(Collected data)
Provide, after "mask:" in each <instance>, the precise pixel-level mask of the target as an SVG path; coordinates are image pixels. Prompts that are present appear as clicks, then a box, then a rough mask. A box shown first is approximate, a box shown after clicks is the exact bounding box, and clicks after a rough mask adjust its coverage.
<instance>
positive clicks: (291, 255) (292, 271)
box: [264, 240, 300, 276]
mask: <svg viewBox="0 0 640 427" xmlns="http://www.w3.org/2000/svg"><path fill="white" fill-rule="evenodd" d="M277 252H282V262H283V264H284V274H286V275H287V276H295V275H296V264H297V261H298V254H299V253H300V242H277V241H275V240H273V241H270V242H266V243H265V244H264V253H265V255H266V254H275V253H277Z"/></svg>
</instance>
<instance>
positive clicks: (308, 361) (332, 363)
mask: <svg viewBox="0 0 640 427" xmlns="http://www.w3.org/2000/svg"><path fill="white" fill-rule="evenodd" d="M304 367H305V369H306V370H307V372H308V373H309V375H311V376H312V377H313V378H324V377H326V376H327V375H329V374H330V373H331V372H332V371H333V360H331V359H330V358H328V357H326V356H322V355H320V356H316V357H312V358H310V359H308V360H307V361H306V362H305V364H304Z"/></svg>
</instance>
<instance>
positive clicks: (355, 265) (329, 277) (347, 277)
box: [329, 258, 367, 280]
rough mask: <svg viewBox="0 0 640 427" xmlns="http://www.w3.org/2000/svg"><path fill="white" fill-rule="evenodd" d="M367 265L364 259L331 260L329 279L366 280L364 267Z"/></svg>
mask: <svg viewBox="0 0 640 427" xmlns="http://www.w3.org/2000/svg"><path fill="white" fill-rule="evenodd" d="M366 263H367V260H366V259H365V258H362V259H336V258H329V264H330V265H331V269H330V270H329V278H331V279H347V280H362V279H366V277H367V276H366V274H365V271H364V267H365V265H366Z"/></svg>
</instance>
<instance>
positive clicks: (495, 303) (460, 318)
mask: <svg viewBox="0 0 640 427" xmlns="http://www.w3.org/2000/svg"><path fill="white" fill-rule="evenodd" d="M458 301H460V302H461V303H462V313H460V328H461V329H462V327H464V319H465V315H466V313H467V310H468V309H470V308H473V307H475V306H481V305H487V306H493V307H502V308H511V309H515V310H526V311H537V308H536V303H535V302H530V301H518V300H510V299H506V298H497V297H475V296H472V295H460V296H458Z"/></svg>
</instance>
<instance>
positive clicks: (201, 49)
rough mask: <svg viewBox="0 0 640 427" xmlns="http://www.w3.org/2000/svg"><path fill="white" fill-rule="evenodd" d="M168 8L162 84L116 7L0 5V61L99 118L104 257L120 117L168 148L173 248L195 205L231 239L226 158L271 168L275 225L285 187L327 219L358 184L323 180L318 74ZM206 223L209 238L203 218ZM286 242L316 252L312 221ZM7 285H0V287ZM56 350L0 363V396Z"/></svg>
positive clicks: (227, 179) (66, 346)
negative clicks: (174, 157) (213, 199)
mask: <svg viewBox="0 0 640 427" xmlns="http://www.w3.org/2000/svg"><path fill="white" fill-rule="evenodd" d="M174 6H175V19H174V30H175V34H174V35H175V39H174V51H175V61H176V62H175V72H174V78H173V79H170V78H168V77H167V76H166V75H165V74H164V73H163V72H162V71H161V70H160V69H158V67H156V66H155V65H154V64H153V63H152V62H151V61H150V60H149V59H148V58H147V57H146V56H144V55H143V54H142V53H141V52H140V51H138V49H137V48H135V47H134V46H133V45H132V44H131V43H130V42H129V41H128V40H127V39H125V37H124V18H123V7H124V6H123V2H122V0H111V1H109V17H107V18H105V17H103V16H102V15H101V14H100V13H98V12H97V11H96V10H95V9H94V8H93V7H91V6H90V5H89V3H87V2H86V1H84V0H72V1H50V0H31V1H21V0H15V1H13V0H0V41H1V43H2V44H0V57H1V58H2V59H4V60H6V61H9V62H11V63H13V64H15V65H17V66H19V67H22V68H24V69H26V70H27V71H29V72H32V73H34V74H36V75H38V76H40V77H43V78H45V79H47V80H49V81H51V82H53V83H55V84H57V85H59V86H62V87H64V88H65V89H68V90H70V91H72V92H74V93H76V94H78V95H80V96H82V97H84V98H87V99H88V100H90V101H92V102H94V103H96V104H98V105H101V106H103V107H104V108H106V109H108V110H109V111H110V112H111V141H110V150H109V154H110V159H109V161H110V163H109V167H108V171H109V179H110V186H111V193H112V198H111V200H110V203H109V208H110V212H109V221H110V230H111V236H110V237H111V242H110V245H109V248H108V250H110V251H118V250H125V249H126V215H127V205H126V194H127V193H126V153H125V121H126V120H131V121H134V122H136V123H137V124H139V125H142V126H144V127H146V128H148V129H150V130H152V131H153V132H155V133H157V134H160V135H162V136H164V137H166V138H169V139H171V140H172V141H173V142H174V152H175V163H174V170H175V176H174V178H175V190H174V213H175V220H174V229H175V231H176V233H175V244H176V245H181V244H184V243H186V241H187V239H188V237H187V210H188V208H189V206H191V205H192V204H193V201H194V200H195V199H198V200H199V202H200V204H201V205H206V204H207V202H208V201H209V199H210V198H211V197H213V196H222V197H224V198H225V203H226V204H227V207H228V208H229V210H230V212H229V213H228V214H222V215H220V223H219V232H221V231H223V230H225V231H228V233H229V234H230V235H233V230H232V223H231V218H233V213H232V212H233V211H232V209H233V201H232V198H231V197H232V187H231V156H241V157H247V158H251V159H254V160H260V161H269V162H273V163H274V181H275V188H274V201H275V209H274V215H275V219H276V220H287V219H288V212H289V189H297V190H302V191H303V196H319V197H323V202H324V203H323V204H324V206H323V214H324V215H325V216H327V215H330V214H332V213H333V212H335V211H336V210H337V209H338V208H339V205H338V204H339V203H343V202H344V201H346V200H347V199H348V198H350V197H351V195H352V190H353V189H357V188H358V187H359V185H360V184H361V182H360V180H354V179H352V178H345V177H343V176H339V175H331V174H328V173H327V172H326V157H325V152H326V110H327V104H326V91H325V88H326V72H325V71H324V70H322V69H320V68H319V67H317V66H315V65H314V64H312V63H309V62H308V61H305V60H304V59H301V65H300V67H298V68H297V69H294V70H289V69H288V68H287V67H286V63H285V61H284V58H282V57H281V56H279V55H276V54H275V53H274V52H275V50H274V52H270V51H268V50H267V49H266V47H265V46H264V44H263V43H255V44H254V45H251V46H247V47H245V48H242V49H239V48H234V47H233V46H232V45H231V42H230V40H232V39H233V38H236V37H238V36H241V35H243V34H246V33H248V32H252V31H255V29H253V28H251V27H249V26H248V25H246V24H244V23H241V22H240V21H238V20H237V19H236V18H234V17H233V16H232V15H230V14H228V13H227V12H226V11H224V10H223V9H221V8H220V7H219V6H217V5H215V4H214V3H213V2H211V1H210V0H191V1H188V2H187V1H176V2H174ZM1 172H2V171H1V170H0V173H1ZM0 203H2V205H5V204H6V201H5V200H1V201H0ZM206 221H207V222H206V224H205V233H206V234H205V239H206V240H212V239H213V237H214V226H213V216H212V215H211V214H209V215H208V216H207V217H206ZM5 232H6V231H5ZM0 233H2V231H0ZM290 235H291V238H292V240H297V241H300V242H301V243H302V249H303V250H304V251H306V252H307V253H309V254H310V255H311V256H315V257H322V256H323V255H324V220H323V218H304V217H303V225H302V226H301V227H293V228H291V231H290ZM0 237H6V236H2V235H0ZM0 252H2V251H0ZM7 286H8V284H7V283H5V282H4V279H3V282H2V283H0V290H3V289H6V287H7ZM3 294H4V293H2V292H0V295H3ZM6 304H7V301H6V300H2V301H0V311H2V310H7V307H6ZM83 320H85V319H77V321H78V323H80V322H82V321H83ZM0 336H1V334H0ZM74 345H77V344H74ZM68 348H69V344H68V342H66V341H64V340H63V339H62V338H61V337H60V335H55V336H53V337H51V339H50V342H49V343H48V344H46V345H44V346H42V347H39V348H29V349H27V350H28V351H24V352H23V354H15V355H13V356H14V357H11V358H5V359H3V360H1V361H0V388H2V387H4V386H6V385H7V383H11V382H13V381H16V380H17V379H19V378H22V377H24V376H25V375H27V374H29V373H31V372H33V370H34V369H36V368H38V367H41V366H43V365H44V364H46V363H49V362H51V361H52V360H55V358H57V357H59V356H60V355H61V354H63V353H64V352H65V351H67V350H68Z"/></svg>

* _Task brief_: Rewrite the lines of the records from the one containing "265L364 259L331 260L329" through the one containing "positive clicks: (227, 179) (66, 346)", replacing "rough mask" with "coarse mask" and keeping everything else the same.

* _Answer space_:
coarse mask: <svg viewBox="0 0 640 427" xmlns="http://www.w3.org/2000/svg"><path fill="white" fill-rule="evenodd" d="M367 265L364 259L331 260L329 279L366 280L364 267Z"/></svg>
mask: <svg viewBox="0 0 640 427" xmlns="http://www.w3.org/2000/svg"><path fill="white" fill-rule="evenodd" d="M366 263H367V260H366V259H365V258H362V259H336V258H329V264H330V265H331V269H330V270H329V278H331V279H347V280H362V279H366V277H367V276H366V274H365V271H364V267H365V265H366Z"/></svg>
</instance>
<instance>
positive clicks: (495, 303) (460, 318)
mask: <svg viewBox="0 0 640 427" xmlns="http://www.w3.org/2000/svg"><path fill="white" fill-rule="evenodd" d="M458 301H460V302H461V303H462V313H460V328H461V329H462V327H464V319H465V315H466V313H467V310H468V309H470V308H473V307H475V306H481V305H487V306H493V307H502V308H511V309H515V310H526V311H537V308H536V303H535V302H530V301H518V300H510V299H506V298H497V297H475V296H472V295H460V296H458Z"/></svg>
</instance>
<instance>
positive clicks: (201, 49)
coarse mask: <svg viewBox="0 0 640 427" xmlns="http://www.w3.org/2000/svg"><path fill="white" fill-rule="evenodd" d="M168 8L162 84L116 7L0 5V61L99 118L104 257L120 117L168 148L173 248L195 205L231 239L226 158L271 168L275 225L285 187L327 219L358 184L323 180L318 74ZM206 223L209 238L203 218ZM286 242L316 252L312 221ZM7 285H0V287ZM56 350L0 363V396Z"/></svg>
positive clicks: (227, 179) (66, 346)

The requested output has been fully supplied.